A block of data:
________________

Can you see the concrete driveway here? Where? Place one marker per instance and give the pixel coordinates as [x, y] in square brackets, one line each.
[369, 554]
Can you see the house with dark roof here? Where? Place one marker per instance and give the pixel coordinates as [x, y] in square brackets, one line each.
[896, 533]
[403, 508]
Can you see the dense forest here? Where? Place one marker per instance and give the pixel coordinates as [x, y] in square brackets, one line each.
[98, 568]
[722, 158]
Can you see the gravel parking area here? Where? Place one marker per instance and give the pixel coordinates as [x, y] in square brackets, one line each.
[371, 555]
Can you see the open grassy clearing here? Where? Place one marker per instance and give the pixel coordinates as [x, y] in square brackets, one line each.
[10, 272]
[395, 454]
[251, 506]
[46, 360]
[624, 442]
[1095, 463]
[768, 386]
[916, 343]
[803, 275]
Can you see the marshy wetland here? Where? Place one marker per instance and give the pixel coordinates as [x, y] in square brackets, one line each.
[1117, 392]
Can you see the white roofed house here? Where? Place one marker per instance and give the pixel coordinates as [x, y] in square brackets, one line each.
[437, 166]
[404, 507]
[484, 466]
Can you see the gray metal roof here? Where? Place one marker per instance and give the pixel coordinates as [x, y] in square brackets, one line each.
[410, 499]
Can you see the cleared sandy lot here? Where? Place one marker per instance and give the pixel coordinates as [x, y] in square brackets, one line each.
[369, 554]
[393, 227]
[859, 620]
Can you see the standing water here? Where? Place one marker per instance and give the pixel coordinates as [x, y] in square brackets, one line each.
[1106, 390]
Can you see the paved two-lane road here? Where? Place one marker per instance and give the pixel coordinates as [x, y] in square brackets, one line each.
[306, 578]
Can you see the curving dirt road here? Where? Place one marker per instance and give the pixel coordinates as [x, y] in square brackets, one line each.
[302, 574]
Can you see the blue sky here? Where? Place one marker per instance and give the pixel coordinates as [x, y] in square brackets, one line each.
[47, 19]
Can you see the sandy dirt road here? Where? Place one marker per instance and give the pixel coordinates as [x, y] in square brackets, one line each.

________________

Required work: Restate the listing in full, word for word.

Completed task:
Can you see the concrete driveway here? Where? Place one marker per instance and give the pixel coordinates as [x, y] in square brackets, one line each.
[369, 554]
Can you see the house with dark roof here? Where? Place one marker per instance and give the pixel coordinates as [x, y] in square brackets, one line each.
[896, 533]
[403, 508]
Can you see the dense forest here? Where? Place one marker per instance and give the pixel coordinates as [x, y] in square brackets, one line each.
[98, 568]
[722, 158]
Can you see the gravel parking area here? Where? Place one marker per instance and give the pixel coordinates as [x, y] in square brackets, one line each.
[371, 555]
Can you see the open grassy clearing here? Where? Place one marker per instance and give the pixel coordinates as [x, y] in square brackets, one line each.
[10, 272]
[395, 454]
[251, 506]
[46, 360]
[624, 442]
[1095, 463]
[768, 386]
[916, 343]
[803, 275]
Can you see the marshy wetland here? Where? Place one marker per instance and give the pixel coordinates as [x, y] in square brackets, one line each.
[1117, 392]
Can you see the white roofed house here? Where? Place one marker per instance and give the pixel coordinates as [x, y] in square brackets, one line each.
[437, 166]
[404, 507]
[484, 466]
Can you see the gray metal roof here? Where? Place one marker per instance and give the pixel coordinates as [x, y] in square brackets, one line each.
[410, 499]
Can you see the cleared sandy lot here? Where? Place one marker per instance and give the pixel coordinates as [x, y] in square brackets, one line each.
[369, 554]
[393, 227]
[859, 620]
Can you see the standing water here? Where? Place one marker per instance and give the pixel coordinates as [x, y] in square brackets, one line each.
[1106, 390]
Can you see the paved two-lane road here? Where? Place one marker per instance and give the pixel coordinates as [x, y] in square brackets, one line each.
[306, 578]
Can you see the curving dirt road here? Where? Place one marker per instance and give the pixel coordinates as [x, y] in square brackets, one line each.
[302, 574]
Can you see the blue sky here? Where? Place one marker per instance and give the pixel coordinates as [x, y] in square brackets, one line each.
[47, 19]
Can you see the sandy dirt road here? Where? Place one marker per instance and give the pixel coordinates as [x, y] in square brackets, one line each.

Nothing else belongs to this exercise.